(Object point labels)
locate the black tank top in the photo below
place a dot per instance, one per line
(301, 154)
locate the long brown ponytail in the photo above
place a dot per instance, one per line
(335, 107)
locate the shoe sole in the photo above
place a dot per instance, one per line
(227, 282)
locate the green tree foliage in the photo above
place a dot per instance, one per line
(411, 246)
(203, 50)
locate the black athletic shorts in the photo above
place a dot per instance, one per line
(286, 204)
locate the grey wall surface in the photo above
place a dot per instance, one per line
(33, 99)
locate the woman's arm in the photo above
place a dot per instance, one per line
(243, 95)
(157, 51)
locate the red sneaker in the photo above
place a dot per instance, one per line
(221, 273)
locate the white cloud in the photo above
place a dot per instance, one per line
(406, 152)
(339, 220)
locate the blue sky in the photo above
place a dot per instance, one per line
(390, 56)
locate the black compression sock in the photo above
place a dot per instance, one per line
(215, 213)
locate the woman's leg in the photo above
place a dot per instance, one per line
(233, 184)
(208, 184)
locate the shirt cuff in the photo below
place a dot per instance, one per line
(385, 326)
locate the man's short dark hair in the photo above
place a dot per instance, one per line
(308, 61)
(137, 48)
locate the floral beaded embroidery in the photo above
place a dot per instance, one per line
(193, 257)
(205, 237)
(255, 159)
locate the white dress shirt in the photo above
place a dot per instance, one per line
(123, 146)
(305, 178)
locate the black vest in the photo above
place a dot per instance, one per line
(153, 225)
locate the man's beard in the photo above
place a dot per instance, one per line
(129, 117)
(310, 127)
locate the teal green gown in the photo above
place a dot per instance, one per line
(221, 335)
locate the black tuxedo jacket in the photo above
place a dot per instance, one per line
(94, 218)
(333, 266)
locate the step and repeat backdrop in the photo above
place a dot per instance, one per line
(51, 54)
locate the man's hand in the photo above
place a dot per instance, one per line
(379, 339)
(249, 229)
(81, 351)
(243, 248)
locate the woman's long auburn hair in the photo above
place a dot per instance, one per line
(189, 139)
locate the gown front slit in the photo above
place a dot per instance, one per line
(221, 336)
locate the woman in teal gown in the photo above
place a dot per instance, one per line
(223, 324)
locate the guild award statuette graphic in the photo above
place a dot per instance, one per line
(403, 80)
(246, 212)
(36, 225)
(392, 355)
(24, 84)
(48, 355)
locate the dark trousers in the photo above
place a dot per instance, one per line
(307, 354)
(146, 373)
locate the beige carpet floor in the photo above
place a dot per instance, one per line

» AIM
Begin at the line of the records that contains "locate the white dress" and rewrite every line through the end of the records, requests included. Multiply each coordinate in the points by 0.45 and round to whole numbers, with halves rounded up.

» EXERCISE OUTPUT
locate the white dress shirt in the photo above
place a dot per instance, one per line
(55, 66)
(137, 80)
locate the black vest in the photo above
place a dot per instance, one per line
(69, 101)
locate the man's beard in the photo above
place a dot per instance, one per line
(58, 53)
(140, 57)
locate the teal green gown in the photo above
place a dot per instance, one per line
(99, 151)
locate the black tuxedo jacket in the photo above
place a dot per instance, one per line
(42, 98)
(150, 120)
locate the step and repeat backdrop in the photo above
place a dot per instance, one per line
(23, 24)
locate the man's hand in the photo above
place a dot per instance, one per line
(171, 153)
(112, 103)
(36, 158)
(109, 112)
locate the woman's long auburn hair in the photo above
place a dot per instance, one per line
(85, 63)
locate the gown front slit in the photo above
place a dot per instance, one per line
(99, 151)
locate the woman in teal gown in the photo above
place a dot per instance, one per line
(100, 146)
locate the guild award statuette graphic in the photo above
place a dot per instance, one per line
(181, 36)
(111, 95)
(16, 101)
(176, 160)
(11, 38)
(22, 160)
locate the dark trousers in the photo above
place a dot per instance, one per line
(138, 159)
(66, 168)
locate the beige carpet floor in the photo above
place a dot per instance, one per line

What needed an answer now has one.